Task to complete:
From the blog excerpt below, set down word for word the passage starting with "As many of you" and going on through "in this post.".

Excerpt:
Tag Archives: wordpress

Five years of rackerhacker.com

Today marks the fifth year that this blog has existed on the internet. I bought the domain on February 14th, 2007 and tossed together a quick WordPress installation (I can’t even remember the version now!) to hold my notes that I was gathering at work.

Birthday Cake

Photo credit: Will Clayton

At the time, I had recently parted ways with a very small internet startup and joined the ranks at Rackspace as an entry-level Linux system administrator. The abrupt change from “top dog at the startup” to “wow, I don’t know anything about Linux” caught me by surprise and I was trying to stuff as much knowledge into my brain as quickly as I could. My teammates at Rackspace were eager to show me the ropes of wrangling servers and supporting customers.

As I mentioned already, the blog started out just as a place to stuff my notes from the things I learned at work. I figured that it would be nice to store it in a searchable format but it would also be great if I could link other people to certain posts if they needed more information to fix a problem. It was a way to retain knowledge but yet give it back to the people around me who needed it.

The blog has hit 456 posts (this one is #457) and it’s gone from a few page views per day to just over 20,000 per day. Here are the top five most accessed posts (since I’ve been keeping stats):

  1. Syncing an iPhone with a new Mac without hassles
  2. ip_conntrack: table full, dropping packet
  3. Delete a single iptables rule
  4. Increase MySQL connection limit
  5. MySQL Error 1040: too many connections

I’d like to send out a big thanks to the people who read this blog, add comments (or complaints!), and suggest new topics. You are the reason why I take the time to keep this blog going.

Tagged , , , , ,

One month with GlusterFS in production

As many of you might have noticed from my previous GlusterFS blog post and my various tweets, I’ve been working with GlusterFS in production for my personal hosting needs for just over a month. I’ve also been learning quite a bit from some of the folks in the #gluster channel on Freenode. On a few occasions I’ve even been able to help out with some configuration problems from other users.

There has been quite a bit of interest in GlusterFS as of late and I’ve been inundated with questions from coworkers, other system administrators and developers. Most folks want to know about its reliability and performance in demanding production environments. I’ll try to do my best to cover the big points in this post.

First off, here’s now I’m using it in production: I have two web nodes that keep content in sync for various web sites. They each run a GlusterFS server instance and they also mount their GlusterFS share. I’m using the replicate translator to keep both web nodes in sync with client side replication.

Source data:
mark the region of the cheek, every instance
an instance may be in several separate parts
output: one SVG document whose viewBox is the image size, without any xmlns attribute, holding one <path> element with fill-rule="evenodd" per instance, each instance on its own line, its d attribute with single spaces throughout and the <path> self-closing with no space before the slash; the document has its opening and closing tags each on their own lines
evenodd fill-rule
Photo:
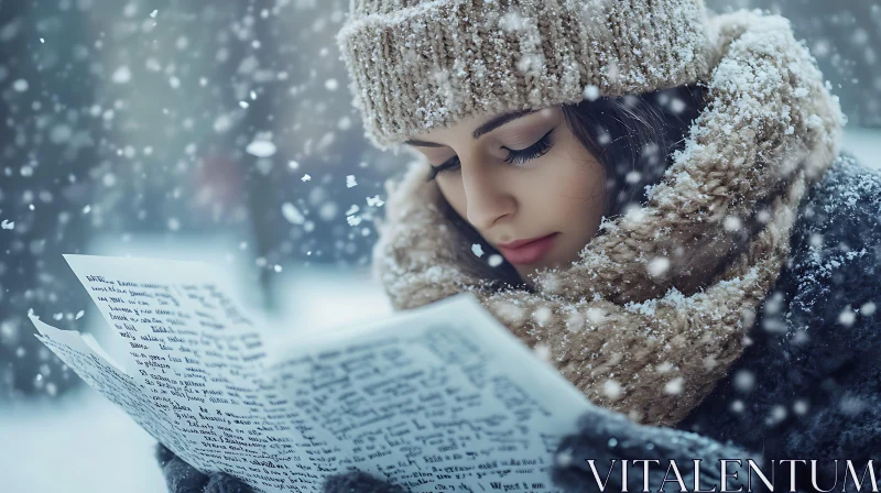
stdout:
<svg viewBox="0 0 881 493">
<path fill-rule="evenodd" d="M 460 217 L 466 218 L 468 202 L 465 198 L 465 189 L 463 188 L 461 183 L 454 179 L 447 180 L 437 178 L 437 188 L 440 189 L 440 194 L 444 195 L 444 198 L 447 202 L 449 202 L 450 207 L 453 207 L 453 210 L 455 210 Z"/>
<path fill-rule="evenodd" d="M 561 226 L 592 223 L 602 215 L 602 168 L 590 154 L 570 145 L 561 145 L 548 155 L 546 166 L 531 177 L 529 189 L 541 196 L 533 200 L 545 215 Z"/>
</svg>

Correct result:
As many of you might have noticed from my previous GlusterFS blog post and my various tweets, I’ve been working with GlusterFS in production for my personal hosting needs for just over a month. I’ve also been learning quite a bit from some of the folks in the #gluster channel on Freenode. On a few occasions I’ve even been able to help out with some configuration problems from other users.

There has been quite a bit of interest in GlusterFS as of late and I’ve been inundated with questions from coworkers, other system administrators and developers. Most folks want to know about its reliability and performance in demanding production environments. I’ll try to do my best to cover the big points in this post.